## start Excerpt

You help strengthen the international water ambition of the Netherlands. How does the Dutch water sector contribute to sustainable development and climate adaptation abroad?
The Dutch water sector consists of public and private parties, knowledge institutions and NGOs such as Both Ends. When I started, the water boards were active abroad, but in a fragmented way. With the Blue Deal, their efforts are much more coordinated and strengthened by the cooperation with the central government. We believe that this will have a greater impact on sustainable development abroad.
The aim of Paris Climate Agreement of 2015 and the sustainability goals are clear. Even as a small player, the Netherlands can add value, for example with our integral approach, experience with water management and financing. But we have to project our strengths and utilise them. For that we need a government that shows leadership and makes water – our unique selling point – a central part of the international climate ambition.
In 2023, the Netherlands, together with Tajikistan, will organise the United Nations Water Conference. What is needed to make the conference a success?
The conference provides us a unique opportunity to show leadership on water and climate change. That responsibility is ours.

## end Excerpt

* _Written exercise 1_: Reproduce everything from "The Dutch water sector consists" down to "sustainable development abroad." in the interview on the Dutch water sector, substituting "regional water authorities" for "water boards".
* _Written exercise 2_: Extend the interview on the Dutch water sector with a further passage that picks up after its final sentence.

## start Provided material

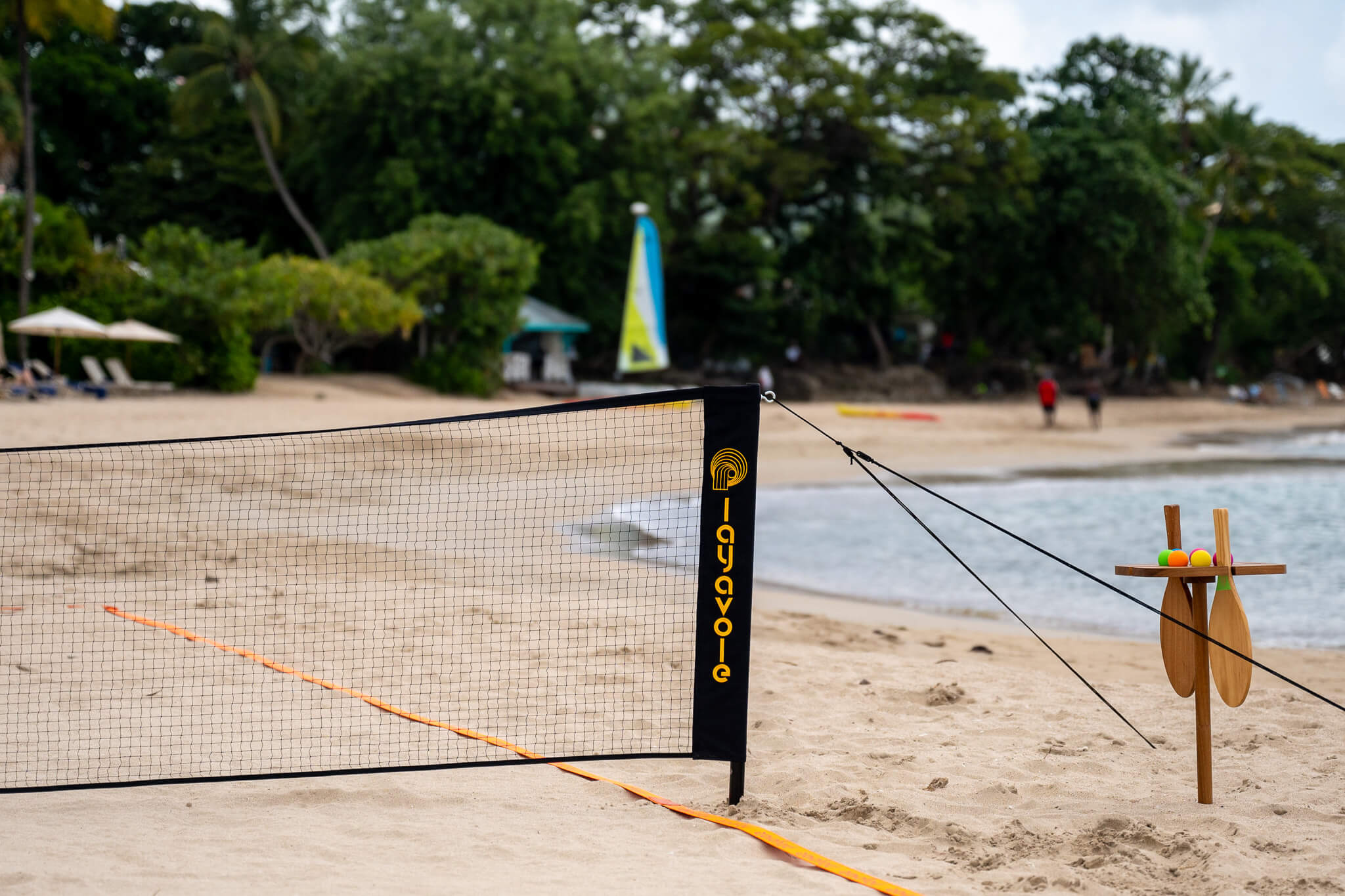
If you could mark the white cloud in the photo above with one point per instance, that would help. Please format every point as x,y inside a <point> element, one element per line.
<point>1287,58</point>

## end Provided material

* _Response 1_:
The Dutch water sector consists of public and private parties, knowledge institutions and NGOs such as Both Ends. When I started, the regional water authorities were active abroad, but in a fragmented way. With the Blue Deal, their efforts are much more coordinated and strengthened by the cooperation with the central government. We believe that this will have a greater impact on sustainable development abroad.

* _Response 2_:
I speak to many international players – from the OECD to the World Bank and from the US to Tajikistan. Without exception, they say that the whole world accepts the Dutch leadership when it comes to water. That does oblige us to take the lead.
If we are given this responsibility, we must live up to it. We must realise that with our integrated water approach, we can make a difference elsewhere, create a positive domino effect of solutions, helping to change the world, in the right direction.
This requires commitment from our new cabinet and a clear choice: water is our most important force for sustainable development and climate action. There is no lack of urgency and global support. So it's all hands on deck for the Netherlands to deliver now.